INSTRUCTIONS TO FOLLOW:
Could you repeat the records below exactly, without the pictures?

Natural-language object grounding data
>>>>
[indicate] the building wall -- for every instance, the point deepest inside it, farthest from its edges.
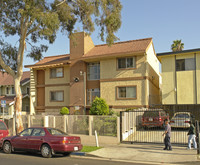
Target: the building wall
(108, 69)
(186, 87)
(108, 91)
(33, 91)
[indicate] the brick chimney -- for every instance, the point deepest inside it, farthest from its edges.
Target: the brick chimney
(80, 44)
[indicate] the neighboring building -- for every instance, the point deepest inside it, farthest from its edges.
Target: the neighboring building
(125, 74)
(181, 78)
(7, 92)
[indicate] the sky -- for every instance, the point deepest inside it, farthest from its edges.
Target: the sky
(163, 20)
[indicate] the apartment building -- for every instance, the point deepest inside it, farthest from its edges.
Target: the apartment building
(180, 77)
(7, 92)
(125, 74)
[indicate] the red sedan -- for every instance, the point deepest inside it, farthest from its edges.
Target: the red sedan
(48, 141)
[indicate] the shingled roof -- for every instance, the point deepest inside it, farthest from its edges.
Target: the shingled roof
(6, 79)
(131, 46)
(51, 60)
(119, 48)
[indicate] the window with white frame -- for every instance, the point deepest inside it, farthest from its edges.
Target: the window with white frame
(92, 94)
(56, 72)
(93, 71)
(185, 64)
(13, 90)
(128, 62)
(128, 92)
(57, 96)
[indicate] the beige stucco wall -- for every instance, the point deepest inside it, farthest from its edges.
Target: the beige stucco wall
(186, 90)
(24, 88)
(108, 92)
(63, 80)
(66, 90)
(168, 82)
(152, 59)
(109, 69)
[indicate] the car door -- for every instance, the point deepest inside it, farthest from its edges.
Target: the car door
(36, 139)
(21, 141)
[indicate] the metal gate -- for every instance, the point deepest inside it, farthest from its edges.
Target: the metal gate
(147, 126)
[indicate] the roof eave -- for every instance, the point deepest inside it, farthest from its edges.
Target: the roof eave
(106, 56)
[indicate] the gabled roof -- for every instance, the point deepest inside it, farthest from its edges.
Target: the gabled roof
(178, 52)
(51, 60)
(119, 48)
(6, 79)
(131, 46)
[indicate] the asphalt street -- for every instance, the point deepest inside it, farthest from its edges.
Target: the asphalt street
(23, 158)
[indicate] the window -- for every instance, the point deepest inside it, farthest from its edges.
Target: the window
(56, 72)
(38, 132)
(185, 64)
(13, 90)
(128, 62)
(57, 96)
(91, 95)
(28, 90)
(127, 92)
(93, 71)
(7, 90)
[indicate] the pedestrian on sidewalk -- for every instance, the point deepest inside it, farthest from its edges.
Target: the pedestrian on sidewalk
(167, 134)
(191, 136)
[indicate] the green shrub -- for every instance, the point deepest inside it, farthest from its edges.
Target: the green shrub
(99, 107)
(64, 111)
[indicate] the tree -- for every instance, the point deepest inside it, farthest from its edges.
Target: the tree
(99, 107)
(177, 46)
(35, 20)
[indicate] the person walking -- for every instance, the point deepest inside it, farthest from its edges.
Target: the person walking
(167, 134)
(191, 136)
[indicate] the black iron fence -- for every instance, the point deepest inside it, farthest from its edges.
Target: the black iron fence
(147, 125)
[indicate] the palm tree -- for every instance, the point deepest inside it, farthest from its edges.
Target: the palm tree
(177, 46)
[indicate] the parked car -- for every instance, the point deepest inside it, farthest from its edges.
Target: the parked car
(154, 118)
(3, 130)
(48, 141)
(181, 120)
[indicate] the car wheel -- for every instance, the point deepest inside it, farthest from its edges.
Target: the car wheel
(46, 151)
(7, 147)
(67, 153)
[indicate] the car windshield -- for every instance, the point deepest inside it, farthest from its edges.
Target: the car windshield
(2, 126)
(56, 132)
(151, 114)
(182, 116)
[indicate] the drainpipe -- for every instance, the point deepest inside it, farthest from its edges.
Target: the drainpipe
(195, 75)
(175, 78)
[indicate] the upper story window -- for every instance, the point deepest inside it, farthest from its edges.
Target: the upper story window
(56, 72)
(128, 62)
(57, 96)
(7, 90)
(92, 94)
(128, 92)
(93, 71)
(185, 64)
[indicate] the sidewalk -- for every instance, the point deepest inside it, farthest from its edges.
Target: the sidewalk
(147, 153)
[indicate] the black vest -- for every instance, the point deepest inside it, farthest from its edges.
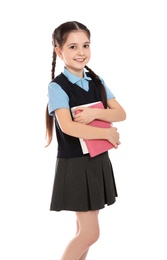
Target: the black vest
(69, 146)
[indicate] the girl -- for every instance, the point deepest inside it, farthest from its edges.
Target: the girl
(82, 184)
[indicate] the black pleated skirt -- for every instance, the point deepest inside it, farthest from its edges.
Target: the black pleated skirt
(83, 183)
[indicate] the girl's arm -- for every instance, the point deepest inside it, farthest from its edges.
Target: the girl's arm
(81, 130)
(115, 113)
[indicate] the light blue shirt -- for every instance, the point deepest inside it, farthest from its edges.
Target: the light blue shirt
(57, 97)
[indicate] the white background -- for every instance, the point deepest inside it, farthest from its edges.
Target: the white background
(129, 40)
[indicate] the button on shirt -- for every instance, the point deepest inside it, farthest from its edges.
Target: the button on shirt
(57, 97)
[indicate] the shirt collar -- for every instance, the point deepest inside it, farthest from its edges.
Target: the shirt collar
(73, 78)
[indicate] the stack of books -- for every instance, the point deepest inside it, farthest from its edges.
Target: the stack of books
(94, 146)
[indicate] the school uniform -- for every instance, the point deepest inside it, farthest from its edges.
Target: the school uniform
(81, 183)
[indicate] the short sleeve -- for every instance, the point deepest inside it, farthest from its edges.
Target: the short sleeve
(57, 98)
(108, 91)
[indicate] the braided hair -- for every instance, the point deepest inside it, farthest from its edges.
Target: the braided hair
(59, 37)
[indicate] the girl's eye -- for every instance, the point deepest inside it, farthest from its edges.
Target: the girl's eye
(86, 46)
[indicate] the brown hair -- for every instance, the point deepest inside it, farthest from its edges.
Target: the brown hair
(59, 37)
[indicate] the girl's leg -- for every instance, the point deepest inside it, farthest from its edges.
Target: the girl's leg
(88, 233)
(83, 257)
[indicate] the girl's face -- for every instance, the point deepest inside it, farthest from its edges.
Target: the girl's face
(75, 52)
<<<<
RESULT:
[indicate] the building wall -- for every instance, the point deepest inside it, farthest from its edges.
Target: the building wall
(108, 69)
(186, 87)
(108, 91)
(33, 91)
[indicate] the brick chimney -- for every instance, the point deepest inside it, farthest from its edges.
Target: the brick chimney
(80, 44)
[indicate] the neighboring building -- for every instance, the point deepest inside it, farthest from its edges.
Target: the neighboring building
(125, 74)
(181, 78)
(7, 92)
[indicate] the sky -- for every instance, the point deepest inside it, farthest from its edges.
Target: the sky
(163, 20)
[indicate] the apartment building -- for every instance, the point deepest inside it, farthest from its edges.
Target: the apartment building
(180, 77)
(7, 92)
(125, 74)
[indicate] the red sedan -- for every instance, the point deepest inside it, farthest from its edges.
Target: the red sedan
(48, 141)
[indicate] the shingled roof -- for every instance, the point deepest inside it, farthest from its edges.
Target: the shingled roof
(6, 79)
(131, 46)
(51, 60)
(119, 48)
[indicate] the window with white frame -- for every instance, the point deepest inside it, farthest from its edges.
Target: the window with white frame
(92, 94)
(56, 72)
(93, 71)
(185, 64)
(13, 90)
(128, 62)
(128, 92)
(57, 96)
[indicate] the beige stucco wall -- for every instance, the point deepest inside it, farthest from its edges.
Target: the beige stucco wall
(186, 90)
(24, 88)
(108, 92)
(63, 80)
(66, 90)
(168, 82)
(152, 59)
(109, 69)
[indicate] the car door -- for every instance, the point deepest inside it, farthest from its edges.
Target: the car door
(36, 139)
(21, 141)
[indicate] the metal gate -- for every instance, the point deepest inside it, farthest from its edges.
Target: the metal gate
(147, 126)
[indicate] the roof eave -- for every instance, the point deepest inside it, farthest from its edges.
Target: the roof eave
(106, 56)
[indicate] the gabled roof -- for every instance, the point deepest inside it, farthest from its edges.
Target: the gabled roof
(178, 52)
(51, 60)
(119, 48)
(6, 79)
(131, 46)
[indicate] the asphalt street -- for every instance, the point deepest inside it, farthest from its edges.
Target: the asphalt street
(23, 158)
[indicate] the window -- for every instance, the point deepest inside it, farthest from its edges.
Target: the window
(56, 72)
(38, 132)
(185, 64)
(13, 90)
(128, 62)
(57, 96)
(91, 95)
(28, 90)
(127, 92)
(93, 71)
(7, 90)
[indicate] the pedestrian on sidewalk -- for every instance, the point deepest inside it, farthest from its edges.
Target: the pedestrian on sidewalk
(167, 134)
(191, 136)
[indicate] the green shrub -- for every instance, the point deepest inside it, farthest from its edges.
Target: the green shrub
(99, 107)
(64, 111)
[indicate] the tree -- for every instance, the point deepest inside it, farthest from its edges.
Target: the tree
(99, 107)
(177, 46)
(35, 20)
[indicate] the person walking -- for every instance, the point deepest inside it, farthest from its edges.
Target: the person walking
(167, 134)
(191, 136)
[indicate] the black iron fence -- for every instance, the point deepest inside it, farthest from its edges.
Target: the black iron fence
(147, 125)
[indicate] the palm tree -- for every instance, the point deepest inside it, farthest from its edges.
Target: the palm tree
(177, 46)
[indicate] the parked car -- for every instance, the point deepest inside it, farthest from its edges.
Target: the parked car
(154, 118)
(3, 130)
(48, 141)
(181, 120)
[indicate] the car wheel -- for every instance, the point deepest inside it, farthest from its edges.
Target: the car wheel
(46, 151)
(7, 147)
(67, 153)
[indicate] the car windshield -- for every instance, the point deepest inside it, farthest from its edges.
Target: the car windshield
(2, 126)
(56, 132)
(151, 114)
(182, 116)
[indicate] the drainpipe -- for every instance, the point deepest inside it, farthest from its edges.
Target: the drainpipe
(195, 75)
(175, 78)
[indicate] the upper story window -- for every instance, the point deepest inside it, farthest from its edges.
Target: the upper story window
(56, 72)
(128, 62)
(57, 96)
(7, 90)
(92, 94)
(128, 92)
(93, 71)
(185, 64)
[indicate] the sidewalk -- for every instance, the point deepest inside it, farthest from its edges.
Target: the sidewalk
(147, 153)
[indicate] the black vest -- for every instance, the point deepest inside it, farthest from its edges.
Target: the black vest
(69, 146)
[indicate] the girl -- for every instance, the point deepest inside it, farthest from its edges.
Target: the girl
(82, 184)
[indicate] the black pleated skirt -- for every instance, the point deepest inside it, farthest from its edges.
Target: the black pleated skirt
(83, 183)
[indicate] the girl's arm -- for every instance, the point deepest inside it, farthest from its edges.
Target: the girl's arm
(81, 130)
(115, 113)
[indicate] the light blue shirt -- for every instance, the point deepest inside it, farthest from its edges.
Target: the light blue shirt
(57, 97)
[indicate] the white background -- for every instance, the point deepest inside it, farthest from its edges.
Target: the white background
(129, 40)
[indicate] the button on shirt -- for every instance, the point deepest inside it, farthest from its edges.
Target: the button on shirt
(57, 97)
[indicate] the shirt collar -- for every instance, the point deepest inside it, farthest from its edges.
Target: the shirt collar
(73, 78)
[indicate] the stack of books -- for every instance, the point deepest inside it, farthest from its edges.
Target: the stack of books
(94, 146)
[indicate] the school uniform -- for every instance, the point deepest inside it, farthest from its edges.
Target: the school uniform
(81, 183)
[indicate] the short sleeve -- for every instance, the point deepest inside it, farthest from its edges.
Target: the short sleeve
(57, 98)
(108, 91)
[indicate] the braided hair -- for every instance, the point deepest inside it, farthest from its edges.
Target: the braided hair
(59, 37)
[indicate] the girl's eye -- for every instance, the point deepest inside it, farthest from its edges.
Target: the girl's eye
(86, 46)
[indicate] the brown hair -- for every instance, the point deepest inside it, farthest from its edges.
Target: the brown hair
(59, 37)
[indicate] the girl's leg -- for every instance, the point deepest inside it, farthest from its edges.
Target: the girl's leg
(88, 233)
(83, 257)
[indicate] the girl's face -- for every instance, the point deepest inside it, farthest from its edges.
Target: the girl's face
(75, 52)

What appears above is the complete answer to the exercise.